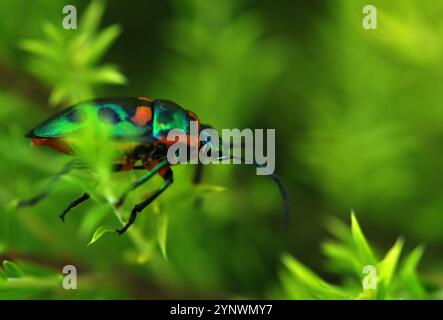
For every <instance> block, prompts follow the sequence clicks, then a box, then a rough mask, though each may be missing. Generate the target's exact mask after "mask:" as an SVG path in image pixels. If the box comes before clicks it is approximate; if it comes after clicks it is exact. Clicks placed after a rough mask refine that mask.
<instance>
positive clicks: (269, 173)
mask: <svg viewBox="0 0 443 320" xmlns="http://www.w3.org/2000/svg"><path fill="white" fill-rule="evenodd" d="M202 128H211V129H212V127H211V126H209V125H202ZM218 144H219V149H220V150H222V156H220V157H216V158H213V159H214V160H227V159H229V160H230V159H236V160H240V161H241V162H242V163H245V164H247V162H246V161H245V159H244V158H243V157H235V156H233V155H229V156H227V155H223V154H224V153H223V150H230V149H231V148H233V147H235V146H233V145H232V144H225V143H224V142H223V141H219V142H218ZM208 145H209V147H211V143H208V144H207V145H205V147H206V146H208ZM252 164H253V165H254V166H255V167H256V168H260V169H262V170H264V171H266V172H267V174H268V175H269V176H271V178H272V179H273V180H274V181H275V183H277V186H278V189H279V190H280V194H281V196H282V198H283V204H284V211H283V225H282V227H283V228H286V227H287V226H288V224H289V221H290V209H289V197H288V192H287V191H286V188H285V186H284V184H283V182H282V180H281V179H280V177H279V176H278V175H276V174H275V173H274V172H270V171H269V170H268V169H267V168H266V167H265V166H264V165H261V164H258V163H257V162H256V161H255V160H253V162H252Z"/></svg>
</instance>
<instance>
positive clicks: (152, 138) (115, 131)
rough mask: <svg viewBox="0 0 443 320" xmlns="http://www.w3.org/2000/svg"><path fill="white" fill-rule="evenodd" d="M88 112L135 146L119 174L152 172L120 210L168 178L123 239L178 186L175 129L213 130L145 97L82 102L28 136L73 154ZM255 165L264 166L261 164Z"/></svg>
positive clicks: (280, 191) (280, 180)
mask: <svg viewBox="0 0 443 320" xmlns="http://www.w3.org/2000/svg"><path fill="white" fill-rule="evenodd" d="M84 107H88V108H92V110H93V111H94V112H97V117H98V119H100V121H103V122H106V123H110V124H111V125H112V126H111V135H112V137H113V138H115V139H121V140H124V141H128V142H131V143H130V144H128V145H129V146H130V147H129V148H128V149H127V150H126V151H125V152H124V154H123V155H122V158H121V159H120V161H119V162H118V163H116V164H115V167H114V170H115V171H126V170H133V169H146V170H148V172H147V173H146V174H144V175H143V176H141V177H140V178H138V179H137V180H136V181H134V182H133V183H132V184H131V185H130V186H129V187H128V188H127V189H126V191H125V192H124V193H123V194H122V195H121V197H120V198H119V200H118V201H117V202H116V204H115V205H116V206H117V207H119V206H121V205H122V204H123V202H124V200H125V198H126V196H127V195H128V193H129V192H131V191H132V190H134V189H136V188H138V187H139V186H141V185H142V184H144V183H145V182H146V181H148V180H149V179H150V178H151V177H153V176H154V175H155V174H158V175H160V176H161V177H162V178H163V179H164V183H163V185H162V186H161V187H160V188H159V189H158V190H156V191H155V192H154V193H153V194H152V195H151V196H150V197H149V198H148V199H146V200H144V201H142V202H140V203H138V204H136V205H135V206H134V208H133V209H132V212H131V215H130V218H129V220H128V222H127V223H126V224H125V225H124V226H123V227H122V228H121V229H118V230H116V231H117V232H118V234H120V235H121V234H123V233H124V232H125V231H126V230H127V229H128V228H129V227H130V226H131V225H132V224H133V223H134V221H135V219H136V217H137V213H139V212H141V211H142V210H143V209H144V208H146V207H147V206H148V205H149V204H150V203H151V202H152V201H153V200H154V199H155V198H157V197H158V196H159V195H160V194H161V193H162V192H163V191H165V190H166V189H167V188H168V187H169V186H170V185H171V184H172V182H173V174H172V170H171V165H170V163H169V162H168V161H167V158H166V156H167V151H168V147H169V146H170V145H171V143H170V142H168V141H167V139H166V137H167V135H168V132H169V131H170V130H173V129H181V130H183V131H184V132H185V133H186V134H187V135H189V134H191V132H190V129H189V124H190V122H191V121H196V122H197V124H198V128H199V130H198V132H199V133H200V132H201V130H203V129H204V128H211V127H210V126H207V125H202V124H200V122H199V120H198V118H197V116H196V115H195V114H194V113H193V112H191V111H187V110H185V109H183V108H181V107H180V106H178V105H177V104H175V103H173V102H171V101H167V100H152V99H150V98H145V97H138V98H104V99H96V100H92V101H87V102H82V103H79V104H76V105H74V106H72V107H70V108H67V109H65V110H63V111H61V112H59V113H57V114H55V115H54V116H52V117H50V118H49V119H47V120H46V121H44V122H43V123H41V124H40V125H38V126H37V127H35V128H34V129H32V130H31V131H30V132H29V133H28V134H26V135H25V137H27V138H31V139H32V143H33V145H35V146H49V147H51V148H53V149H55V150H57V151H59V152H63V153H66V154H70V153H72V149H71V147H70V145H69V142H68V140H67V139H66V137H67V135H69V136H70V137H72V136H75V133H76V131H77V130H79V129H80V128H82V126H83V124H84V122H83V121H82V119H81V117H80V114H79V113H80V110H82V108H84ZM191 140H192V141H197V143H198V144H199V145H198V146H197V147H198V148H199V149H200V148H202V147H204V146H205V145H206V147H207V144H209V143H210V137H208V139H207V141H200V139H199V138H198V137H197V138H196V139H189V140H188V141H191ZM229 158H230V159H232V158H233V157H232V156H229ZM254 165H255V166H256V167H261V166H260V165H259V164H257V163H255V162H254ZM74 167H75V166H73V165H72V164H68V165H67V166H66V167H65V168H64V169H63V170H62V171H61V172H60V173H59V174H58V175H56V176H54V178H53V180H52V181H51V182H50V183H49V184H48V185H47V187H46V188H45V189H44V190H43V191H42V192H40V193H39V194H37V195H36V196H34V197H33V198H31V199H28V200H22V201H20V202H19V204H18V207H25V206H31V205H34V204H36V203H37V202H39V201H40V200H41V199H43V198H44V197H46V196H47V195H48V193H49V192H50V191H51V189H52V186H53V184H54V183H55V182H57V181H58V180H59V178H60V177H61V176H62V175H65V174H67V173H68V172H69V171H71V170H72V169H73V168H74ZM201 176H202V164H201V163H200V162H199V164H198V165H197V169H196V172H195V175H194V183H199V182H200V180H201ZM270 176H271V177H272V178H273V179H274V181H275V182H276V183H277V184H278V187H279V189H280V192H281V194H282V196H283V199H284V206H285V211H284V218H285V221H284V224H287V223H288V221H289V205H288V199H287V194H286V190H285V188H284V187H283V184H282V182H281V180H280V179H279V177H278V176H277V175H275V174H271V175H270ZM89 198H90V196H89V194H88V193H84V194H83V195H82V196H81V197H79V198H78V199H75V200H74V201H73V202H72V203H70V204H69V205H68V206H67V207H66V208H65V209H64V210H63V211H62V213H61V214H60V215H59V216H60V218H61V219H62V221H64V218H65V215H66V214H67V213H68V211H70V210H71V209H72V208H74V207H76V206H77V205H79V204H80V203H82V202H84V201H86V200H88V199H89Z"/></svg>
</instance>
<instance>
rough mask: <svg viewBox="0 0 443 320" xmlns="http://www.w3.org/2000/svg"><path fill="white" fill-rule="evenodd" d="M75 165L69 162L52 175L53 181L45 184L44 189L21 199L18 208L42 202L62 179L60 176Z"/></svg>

※ ※ ※

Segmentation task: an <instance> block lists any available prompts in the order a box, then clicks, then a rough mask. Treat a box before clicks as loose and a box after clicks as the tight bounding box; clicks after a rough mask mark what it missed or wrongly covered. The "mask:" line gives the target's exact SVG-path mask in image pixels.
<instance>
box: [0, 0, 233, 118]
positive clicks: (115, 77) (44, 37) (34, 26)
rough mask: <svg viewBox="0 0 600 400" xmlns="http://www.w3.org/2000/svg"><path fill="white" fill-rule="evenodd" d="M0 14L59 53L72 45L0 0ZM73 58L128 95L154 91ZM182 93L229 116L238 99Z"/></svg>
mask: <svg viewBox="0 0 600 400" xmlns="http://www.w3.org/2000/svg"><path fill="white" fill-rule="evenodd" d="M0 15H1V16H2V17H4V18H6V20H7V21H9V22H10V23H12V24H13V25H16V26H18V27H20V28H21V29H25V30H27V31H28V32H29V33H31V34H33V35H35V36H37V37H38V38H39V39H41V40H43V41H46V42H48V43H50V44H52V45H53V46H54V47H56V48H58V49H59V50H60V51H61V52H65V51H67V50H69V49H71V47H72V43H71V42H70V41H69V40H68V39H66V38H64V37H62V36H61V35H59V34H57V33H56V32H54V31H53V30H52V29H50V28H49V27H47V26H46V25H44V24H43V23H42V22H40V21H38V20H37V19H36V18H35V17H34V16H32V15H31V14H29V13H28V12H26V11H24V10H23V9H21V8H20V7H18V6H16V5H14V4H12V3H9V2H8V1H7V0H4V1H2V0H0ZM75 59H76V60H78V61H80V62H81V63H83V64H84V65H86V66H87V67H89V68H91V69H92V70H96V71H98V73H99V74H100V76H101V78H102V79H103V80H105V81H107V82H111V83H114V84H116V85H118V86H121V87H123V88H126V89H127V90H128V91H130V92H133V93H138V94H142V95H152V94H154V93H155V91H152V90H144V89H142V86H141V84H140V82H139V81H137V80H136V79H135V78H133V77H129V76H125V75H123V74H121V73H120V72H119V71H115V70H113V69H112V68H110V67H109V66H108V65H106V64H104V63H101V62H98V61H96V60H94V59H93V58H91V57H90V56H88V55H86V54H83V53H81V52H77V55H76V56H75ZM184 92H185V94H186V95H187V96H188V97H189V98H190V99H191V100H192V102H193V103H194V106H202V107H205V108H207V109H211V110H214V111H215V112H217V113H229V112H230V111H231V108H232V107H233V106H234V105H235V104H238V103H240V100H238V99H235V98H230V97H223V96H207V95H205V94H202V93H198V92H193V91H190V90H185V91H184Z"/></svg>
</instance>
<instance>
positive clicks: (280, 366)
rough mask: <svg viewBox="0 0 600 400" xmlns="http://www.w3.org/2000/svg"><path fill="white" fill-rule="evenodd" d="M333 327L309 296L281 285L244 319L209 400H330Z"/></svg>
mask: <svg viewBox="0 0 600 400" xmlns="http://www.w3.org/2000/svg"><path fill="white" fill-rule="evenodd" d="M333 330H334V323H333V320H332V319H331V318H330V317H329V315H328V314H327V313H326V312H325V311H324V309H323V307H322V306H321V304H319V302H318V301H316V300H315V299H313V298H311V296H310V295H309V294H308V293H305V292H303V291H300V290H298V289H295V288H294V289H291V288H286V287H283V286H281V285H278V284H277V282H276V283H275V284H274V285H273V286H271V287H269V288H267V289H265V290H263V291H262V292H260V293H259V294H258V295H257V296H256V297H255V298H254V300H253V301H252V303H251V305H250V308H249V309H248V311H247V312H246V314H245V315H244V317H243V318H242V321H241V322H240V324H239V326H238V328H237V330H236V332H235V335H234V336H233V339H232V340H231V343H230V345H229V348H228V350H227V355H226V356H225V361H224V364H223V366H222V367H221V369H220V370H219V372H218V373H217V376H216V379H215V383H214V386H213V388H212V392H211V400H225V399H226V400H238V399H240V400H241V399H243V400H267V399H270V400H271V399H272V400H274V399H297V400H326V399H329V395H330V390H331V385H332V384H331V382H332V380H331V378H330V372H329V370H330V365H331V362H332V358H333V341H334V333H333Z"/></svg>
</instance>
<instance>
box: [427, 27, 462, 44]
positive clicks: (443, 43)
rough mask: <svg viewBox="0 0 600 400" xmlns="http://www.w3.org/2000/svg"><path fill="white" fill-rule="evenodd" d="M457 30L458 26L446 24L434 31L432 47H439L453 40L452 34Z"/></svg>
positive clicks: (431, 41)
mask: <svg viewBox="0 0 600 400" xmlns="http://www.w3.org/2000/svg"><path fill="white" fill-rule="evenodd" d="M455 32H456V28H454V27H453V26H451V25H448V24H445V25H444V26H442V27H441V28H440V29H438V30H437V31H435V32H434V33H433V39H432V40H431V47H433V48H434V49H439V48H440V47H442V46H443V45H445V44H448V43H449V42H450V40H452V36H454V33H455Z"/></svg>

※ ※ ※

What the task requires: Report each line in the data above that holds the word "pixels" by copying it.

Response:
For every <instance> block, prompts follow the sequence clicks, then a box, then a rough mask, though each may be missing. Generate the target's exact mask after "mask:" as an SVG path in image pixels. If the box comes before clicks it is approximate; if it comes after clicks it is exact. Clicks placed after a rough mask refine that mask.
Segmentation task: an <instance> block lists any available prompts in the order a box, then clicks, then a rough mask. Treat a box before clicks as loose and a box after clicks as the tight bounding box; clicks after a rough mask mark what it missed or wrongly covered. The "mask:" line gives the target's exact SVG-path mask in image pixels.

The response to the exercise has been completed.